Copy every one of the following rows back verbatim, but omit the pictures from your answer.

========================

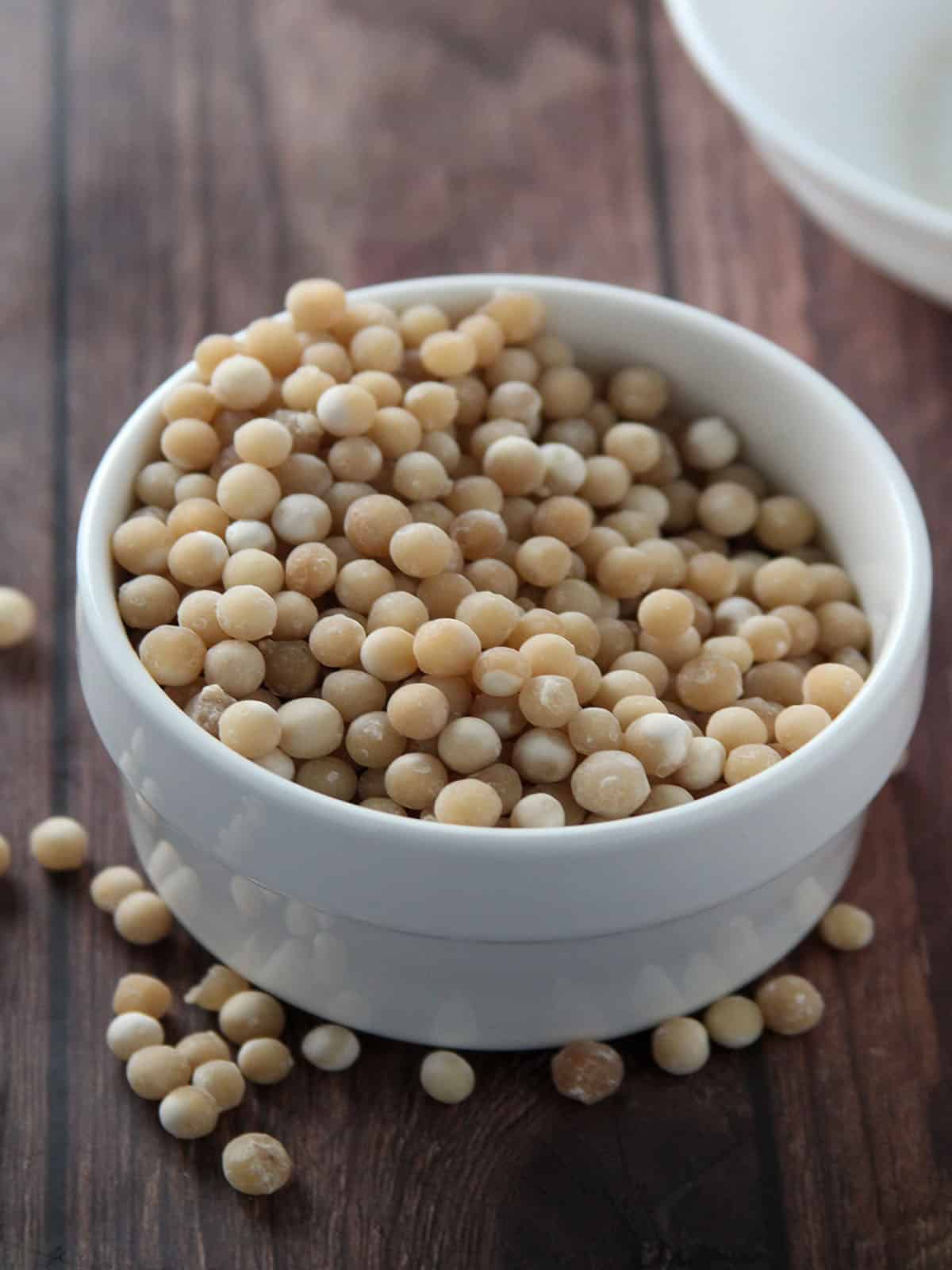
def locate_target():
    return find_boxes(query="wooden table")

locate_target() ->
[0,0,952,1270]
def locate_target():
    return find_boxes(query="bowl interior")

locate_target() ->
[670,0,952,217]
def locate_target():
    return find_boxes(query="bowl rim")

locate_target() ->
[76,273,931,861]
[664,0,952,240]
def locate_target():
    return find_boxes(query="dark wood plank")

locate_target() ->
[0,0,60,1266]
[654,15,952,1270]
[0,0,952,1270]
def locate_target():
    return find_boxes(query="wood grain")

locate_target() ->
[0,0,952,1270]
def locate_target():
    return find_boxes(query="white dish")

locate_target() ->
[665,0,952,303]
[78,275,931,1048]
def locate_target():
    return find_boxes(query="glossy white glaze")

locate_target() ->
[665,0,952,303]
[78,275,931,1048]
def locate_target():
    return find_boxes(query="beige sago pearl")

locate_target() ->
[159,419,221,472]
[704,995,764,1049]
[284,278,347,332]
[704,706,770,752]
[675,654,744,714]
[360,626,416,683]
[383,753,449,811]
[433,777,503,828]
[724,745,781,785]
[218,988,284,1045]
[175,1031,231,1073]
[571,749,650,818]
[211,353,274,410]
[89,865,144,913]
[420,1049,476,1103]
[624,714,692,779]
[509,794,565,829]
[472,648,532,697]
[169,529,228,587]
[237,1037,294,1084]
[29,815,89,872]
[125,1045,192,1103]
[106,1011,165,1062]
[118,574,179,639]
[413,618,479,675]
[111,516,174,576]
[639,587,694,640]
[113,891,171,945]
[390,523,453,578]
[192,1058,245,1111]
[216,464,281,521]
[113,974,171,1018]
[214,584,278,643]
[205,639,265,697]
[159,1084,218,1141]
[436,718,503,776]
[757,974,823,1037]
[387,683,449,741]
[221,1133,292,1195]
[278,697,344,758]
[804,662,863,719]
[670,737,727,792]
[0,581,38,649]
[301,1024,360,1072]
[651,1018,711,1076]
[344,710,406,767]
[773,705,833,753]
[819,903,876,952]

========================

_Exercise result_
def locate_target():
    return find_boxes(query="wooden table")

locate_target() ->
[0,0,952,1270]
def locate_target():
    return find_boxes(query="bowl interior")

locate_target() ->
[670,0,952,217]
def locate_target():
    return find_boxes(query="bowl rim")

locate_target() ->
[76,273,931,861]
[664,0,952,240]
def locate_target():
    return find_boxes(query="dark wood plank")

locate_target() ->
[0,0,60,1266]
[654,15,952,1270]
[0,0,952,1270]
def locate_target():
    return find_boxes(query="wood grain")

locate_target() ->
[0,0,952,1270]
def locate_target():
    return find_boxes(query="white dish")

locate_target() ->
[665,0,952,303]
[78,275,931,1048]
def locate_target():
    return find_boxes(query="glossy white glaze")

locate_target() ->
[665,0,952,303]
[78,275,931,1048]
def locate_target():
    return find_boxes(query="beige sago pearl")

locate_target() ->
[159,419,221,472]
[704,995,764,1049]
[284,278,347,332]
[704,706,770,752]
[675,654,744,714]
[360,626,416,683]
[383,753,449,811]
[433,777,503,828]
[724,745,781,785]
[218,988,284,1045]
[175,1031,231,1073]
[571,749,650,818]
[211,353,274,410]
[89,865,144,913]
[420,1049,476,1103]
[624,714,692,779]
[509,794,565,829]
[472,648,532,697]
[169,529,228,587]
[237,1037,294,1084]
[29,815,89,872]
[125,1045,192,1103]
[106,1011,165,1062]
[118,574,179,639]
[413,618,479,675]
[111,516,174,576]
[639,587,694,640]
[113,891,171,945]
[390,523,453,578]
[192,1058,245,1111]
[216,464,281,521]
[113,974,171,1018]
[214,584,278,643]
[205,639,265,697]
[159,1084,218,1141]
[436,718,503,776]
[757,974,823,1037]
[387,683,449,741]
[221,1133,292,1195]
[278,697,344,758]
[804,662,863,719]
[670,737,727,792]
[0,581,38,649]
[301,1024,360,1072]
[651,1018,711,1076]
[344,710,406,767]
[773,705,833,753]
[819,903,876,952]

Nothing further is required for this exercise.